--- Exercise task ---
Rewrite every line of the listing from the line containing "Q: Point out the beige" through the end of the listing, inclusive, including the requests. Scale each bounding-box coordinate in the answers by 0.4, rounding to whole numbers with halves rounded up.

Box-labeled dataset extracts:

========================================

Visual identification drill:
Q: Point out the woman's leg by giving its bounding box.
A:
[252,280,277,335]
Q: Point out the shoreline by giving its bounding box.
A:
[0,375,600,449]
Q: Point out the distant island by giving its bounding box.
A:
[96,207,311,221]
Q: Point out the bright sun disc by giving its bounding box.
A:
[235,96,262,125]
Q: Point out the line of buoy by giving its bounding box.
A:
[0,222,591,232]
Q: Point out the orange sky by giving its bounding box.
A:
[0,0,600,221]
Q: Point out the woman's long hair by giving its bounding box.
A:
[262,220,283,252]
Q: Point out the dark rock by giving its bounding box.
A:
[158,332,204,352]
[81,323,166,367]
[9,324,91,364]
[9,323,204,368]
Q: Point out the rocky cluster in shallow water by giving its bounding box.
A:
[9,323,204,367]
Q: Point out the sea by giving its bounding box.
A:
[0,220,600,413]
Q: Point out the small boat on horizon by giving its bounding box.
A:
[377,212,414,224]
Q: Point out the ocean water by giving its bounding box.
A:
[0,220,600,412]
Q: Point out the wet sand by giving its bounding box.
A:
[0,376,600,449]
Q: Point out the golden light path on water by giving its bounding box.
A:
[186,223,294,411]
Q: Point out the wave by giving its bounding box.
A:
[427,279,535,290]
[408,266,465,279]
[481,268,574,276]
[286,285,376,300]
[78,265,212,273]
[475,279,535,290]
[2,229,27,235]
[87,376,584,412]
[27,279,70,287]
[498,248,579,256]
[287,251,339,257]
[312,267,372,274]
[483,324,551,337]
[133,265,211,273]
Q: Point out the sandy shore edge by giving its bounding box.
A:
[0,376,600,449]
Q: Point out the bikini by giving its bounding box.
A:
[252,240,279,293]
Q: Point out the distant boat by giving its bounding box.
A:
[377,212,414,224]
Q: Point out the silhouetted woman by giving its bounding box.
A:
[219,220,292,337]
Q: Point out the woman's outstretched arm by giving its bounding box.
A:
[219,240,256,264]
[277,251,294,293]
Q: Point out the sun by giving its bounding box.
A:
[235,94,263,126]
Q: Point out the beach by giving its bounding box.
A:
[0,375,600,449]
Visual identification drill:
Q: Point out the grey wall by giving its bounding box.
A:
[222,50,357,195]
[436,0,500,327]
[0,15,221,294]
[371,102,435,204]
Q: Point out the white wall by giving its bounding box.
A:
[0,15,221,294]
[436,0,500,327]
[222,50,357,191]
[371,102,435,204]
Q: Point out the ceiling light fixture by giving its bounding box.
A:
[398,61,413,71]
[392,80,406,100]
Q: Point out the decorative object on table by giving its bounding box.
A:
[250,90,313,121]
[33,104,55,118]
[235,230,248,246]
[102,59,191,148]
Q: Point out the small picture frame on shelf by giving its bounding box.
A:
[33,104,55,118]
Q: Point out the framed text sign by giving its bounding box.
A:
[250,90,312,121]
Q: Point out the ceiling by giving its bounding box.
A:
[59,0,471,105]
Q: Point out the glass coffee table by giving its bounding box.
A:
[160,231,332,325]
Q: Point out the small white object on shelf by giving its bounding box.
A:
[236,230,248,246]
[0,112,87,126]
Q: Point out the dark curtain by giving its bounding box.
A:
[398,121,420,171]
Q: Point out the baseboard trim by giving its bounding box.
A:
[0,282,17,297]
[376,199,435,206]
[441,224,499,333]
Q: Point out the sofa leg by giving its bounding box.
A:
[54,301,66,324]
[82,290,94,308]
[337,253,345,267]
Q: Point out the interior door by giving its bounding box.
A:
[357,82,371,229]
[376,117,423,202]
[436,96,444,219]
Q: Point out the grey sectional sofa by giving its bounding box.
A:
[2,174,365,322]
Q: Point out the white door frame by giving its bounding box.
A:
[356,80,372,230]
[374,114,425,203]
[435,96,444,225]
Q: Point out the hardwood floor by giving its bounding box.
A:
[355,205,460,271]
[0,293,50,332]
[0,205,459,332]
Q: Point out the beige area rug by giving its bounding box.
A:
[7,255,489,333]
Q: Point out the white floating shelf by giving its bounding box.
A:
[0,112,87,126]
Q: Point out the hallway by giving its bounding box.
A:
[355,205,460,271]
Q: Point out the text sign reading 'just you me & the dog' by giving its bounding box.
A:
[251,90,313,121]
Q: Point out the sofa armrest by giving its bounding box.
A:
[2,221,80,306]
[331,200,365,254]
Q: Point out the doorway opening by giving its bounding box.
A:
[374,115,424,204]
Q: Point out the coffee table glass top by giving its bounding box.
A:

========================================

--- Solution for this problem ---
Q: Point out the beige area rug by giving its bounding box.
A:
[3,102,196,133]
Q: Point out the white floating shelf by giving its bounding box.
A:
[0,45,35,50]
Q: Point out the hallway by giving its bounding box.
A:
[142,82,184,108]
Q: Point out the text sign reading 'just you me & the dog' by giving its bounding box.
A:
[100,36,125,48]
Q: Point out the sofa armrest by giving its bounding box.
A:
[1,88,32,122]
[132,80,146,102]
Q: Point out the doorway opening by giving its bounding box.
A:
[150,46,170,82]
Q: Point out the coffee table glass top by giving its bounding box.
A:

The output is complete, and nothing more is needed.